■ **Region labeling entries**:
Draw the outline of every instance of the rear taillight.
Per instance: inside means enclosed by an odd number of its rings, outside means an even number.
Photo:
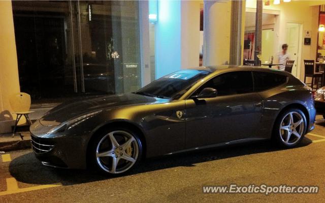
[[[316,92],[315,91],[312,91],[311,92],[311,95],[313,97],[313,99],[315,99],[315,98],[316,97]]]

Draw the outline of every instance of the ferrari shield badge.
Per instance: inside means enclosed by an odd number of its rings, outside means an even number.
[[[183,111],[176,111],[176,115],[177,115],[177,118],[180,119],[183,115]]]

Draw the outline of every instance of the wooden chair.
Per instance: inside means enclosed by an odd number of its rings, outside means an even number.
[[[29,111],[30,108],[30,96],[26,93],[20,93],[13,95],[9,98],[9,102],[11,108],[14,110],[14,114],[17,115],[16,118],[16,122],[13,131],[13,137],[16,133],[16,129],[18,124],[19,120],[23,115],[26,119],[26,121],[29,124],[31,125],[31,121],[29,119],[28,114],[33,111]],[[23,139],[23,136],[20,134],[21,139]]]
[[[315,72],[315,61],[314,60],[304,60],[305,64],[305,79],[304,82],[306,84],[310,84],[312,90],[321,88],[322,83],[323,73]],[[311,83],[306,83],[306,78],[311,77]],[[319,80],[320,83],[319,83]],[[314,81],[316,81],[317,83],[314,83]],[[314,86],[316,85],[316,88]]]
[[[247,60],[247,66],[254,66],[255,62],[254,60]]]
[[[295,61],[287,61],[286,63],[285,63],[285,67],[284,67],[284,70],[291,73],[292,71],[292,66],[294,66],[294,63]]]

■ **TASK DETAILS**: Reproduce every one of the lines above word for word, leaving out the pictures.

■ **REPLY TO THE TASK**:
Draw the outline of every instance of the rear taillight.
Per instance: inside means enclosed by an odd number of its rings, outside means an even number.
Photo:
[[[316,92],[315,91],[312,91],[311,92],[311,95],[313,97],[313,99],[315,99],[315,98],[316,97]]]

Draw the outline of every instance of the ferrari shield badge.
Per instance: inside means enclosed by an odd number of its rings, outside means an even number.
[[[183,111],[176,111],[176,115],[177,115],[177,118],[180,119],[183,115]]]

Draw the outline of every instance of the wooden chair.
Per instance: inside means enclosed by an odd number of its rings, outside means an even number.
[[[29,111],[30,108],[30,96],[26,93],[20,93],[13,95],[9,98],[9,102],[11,108],[14,110],[14,114],[17,115],[16,118],[16,122],[13,131],[13,137],[16,133],[16,129],[18,124],[19,120],[23,115],[26,119],[26,121],[29,124],[31,125],[31,121],[29,119],[28,114],[33,111]],[[23,139],[23,136],[20,134],[21,139]]]
[[[315,72],[315,61],[314,60],[304,60],[305,64],[305,79],[304,82],[306,84],[310,84],[312,90],[321,88],[322,83],[323,73]],[[311,83],[306,83],[306,78],[311,77]],[[319,80],[320,83],[319,83]],[[314,81],[316,81],[317,83],[314,83]],[[314,86],[316,85],[316,88]]]
[[[247,60],[247,66],[254,66],[255,62],[254,60]]]
[[[295,61],[287,61],[286,63],[285,63],[285,67],[284,67],[284,70],[291,73],[292,71],[292,66],[294,66],[294,63]]]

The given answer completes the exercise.